[The data]
** START **

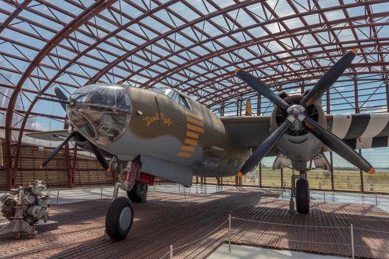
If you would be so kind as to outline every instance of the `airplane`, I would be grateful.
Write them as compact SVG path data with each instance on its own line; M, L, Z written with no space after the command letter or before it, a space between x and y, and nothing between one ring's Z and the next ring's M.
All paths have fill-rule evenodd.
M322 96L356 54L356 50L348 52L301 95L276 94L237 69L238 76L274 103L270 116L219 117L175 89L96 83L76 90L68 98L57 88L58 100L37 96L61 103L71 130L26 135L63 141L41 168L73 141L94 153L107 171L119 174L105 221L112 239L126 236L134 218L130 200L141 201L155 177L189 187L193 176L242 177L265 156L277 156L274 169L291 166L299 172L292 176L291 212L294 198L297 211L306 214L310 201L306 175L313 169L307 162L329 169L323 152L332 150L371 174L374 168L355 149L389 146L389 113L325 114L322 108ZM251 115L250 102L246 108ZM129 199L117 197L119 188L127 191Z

** END **
** START **

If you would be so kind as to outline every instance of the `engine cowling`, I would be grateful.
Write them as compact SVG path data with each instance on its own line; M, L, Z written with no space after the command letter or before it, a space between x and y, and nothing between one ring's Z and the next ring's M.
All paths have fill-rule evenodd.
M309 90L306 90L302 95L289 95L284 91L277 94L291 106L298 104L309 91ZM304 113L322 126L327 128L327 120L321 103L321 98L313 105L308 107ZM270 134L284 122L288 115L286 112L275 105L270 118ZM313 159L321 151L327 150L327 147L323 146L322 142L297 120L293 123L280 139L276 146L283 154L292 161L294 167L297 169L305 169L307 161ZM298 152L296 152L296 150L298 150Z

** END **
** START **

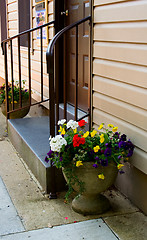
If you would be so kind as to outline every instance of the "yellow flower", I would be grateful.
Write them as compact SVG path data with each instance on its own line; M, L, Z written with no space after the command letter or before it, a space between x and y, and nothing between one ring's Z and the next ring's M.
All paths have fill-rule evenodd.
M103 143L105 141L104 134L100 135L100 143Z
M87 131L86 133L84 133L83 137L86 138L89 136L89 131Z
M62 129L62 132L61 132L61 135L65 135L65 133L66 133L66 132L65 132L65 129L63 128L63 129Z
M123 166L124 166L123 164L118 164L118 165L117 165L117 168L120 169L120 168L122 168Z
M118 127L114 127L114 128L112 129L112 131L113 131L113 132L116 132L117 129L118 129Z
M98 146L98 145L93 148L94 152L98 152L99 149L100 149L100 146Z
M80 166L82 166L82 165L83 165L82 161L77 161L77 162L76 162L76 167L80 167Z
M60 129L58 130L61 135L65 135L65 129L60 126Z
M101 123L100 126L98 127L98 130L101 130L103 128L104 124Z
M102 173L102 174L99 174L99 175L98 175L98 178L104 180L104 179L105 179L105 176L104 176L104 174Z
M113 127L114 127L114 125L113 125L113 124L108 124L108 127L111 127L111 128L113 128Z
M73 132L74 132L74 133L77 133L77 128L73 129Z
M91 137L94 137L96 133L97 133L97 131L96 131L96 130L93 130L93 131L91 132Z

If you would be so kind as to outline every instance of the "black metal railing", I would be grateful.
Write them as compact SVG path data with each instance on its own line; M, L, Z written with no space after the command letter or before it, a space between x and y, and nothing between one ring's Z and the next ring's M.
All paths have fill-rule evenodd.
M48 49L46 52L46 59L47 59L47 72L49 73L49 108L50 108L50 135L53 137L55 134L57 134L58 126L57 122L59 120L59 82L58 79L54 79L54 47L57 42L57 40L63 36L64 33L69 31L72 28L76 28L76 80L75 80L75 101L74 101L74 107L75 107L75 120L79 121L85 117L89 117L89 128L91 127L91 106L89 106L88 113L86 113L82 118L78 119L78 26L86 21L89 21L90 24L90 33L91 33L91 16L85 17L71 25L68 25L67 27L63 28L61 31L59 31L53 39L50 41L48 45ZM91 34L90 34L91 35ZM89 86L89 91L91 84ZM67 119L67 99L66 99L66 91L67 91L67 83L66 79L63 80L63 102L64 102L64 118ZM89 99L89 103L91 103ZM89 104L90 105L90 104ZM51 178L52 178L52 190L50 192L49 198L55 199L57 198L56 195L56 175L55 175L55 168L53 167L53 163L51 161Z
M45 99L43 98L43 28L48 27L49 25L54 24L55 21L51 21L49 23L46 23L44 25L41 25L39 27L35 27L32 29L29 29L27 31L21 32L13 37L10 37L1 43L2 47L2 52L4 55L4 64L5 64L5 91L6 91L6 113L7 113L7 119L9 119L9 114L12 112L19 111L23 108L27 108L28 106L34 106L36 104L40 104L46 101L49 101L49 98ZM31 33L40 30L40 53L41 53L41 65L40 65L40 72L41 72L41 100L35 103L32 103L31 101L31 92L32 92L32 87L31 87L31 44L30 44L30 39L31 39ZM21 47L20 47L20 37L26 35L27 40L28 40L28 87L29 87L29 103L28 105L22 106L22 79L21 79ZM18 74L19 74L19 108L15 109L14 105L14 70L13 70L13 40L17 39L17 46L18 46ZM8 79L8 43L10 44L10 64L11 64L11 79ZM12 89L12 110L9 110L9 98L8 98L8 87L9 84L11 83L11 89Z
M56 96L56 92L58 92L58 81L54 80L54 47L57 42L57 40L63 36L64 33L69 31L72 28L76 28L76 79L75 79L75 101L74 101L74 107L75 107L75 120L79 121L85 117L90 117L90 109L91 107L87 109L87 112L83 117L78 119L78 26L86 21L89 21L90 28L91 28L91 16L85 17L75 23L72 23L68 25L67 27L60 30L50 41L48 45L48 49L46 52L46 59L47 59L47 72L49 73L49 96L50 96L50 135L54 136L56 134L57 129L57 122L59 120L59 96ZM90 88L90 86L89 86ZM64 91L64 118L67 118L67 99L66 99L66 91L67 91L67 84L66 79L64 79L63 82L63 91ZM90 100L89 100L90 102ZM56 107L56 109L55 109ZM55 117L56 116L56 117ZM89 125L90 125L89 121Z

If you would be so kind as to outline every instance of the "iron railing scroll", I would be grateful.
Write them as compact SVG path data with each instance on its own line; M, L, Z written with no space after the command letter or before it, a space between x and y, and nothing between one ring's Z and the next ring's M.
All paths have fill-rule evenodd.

** END **

[What the exercise asks] Locate all lines above that contain the word "every", and copy each of them out in full.

[Output below]
If you would be so kind as to outline every instance of the `airplane`, I would be grateful.
If you would be so kind as to outline every instance of the `engine cowling`, I would be grateful.
If you would be so kind as to outline every instance of the "yellow flower", I would be grateful.
If you would be so kind as to outline every instance of the "black metal railing", I would be grateful.
If you would be so kind as to outline every instance of the "iron railing scroll", I would be grateful.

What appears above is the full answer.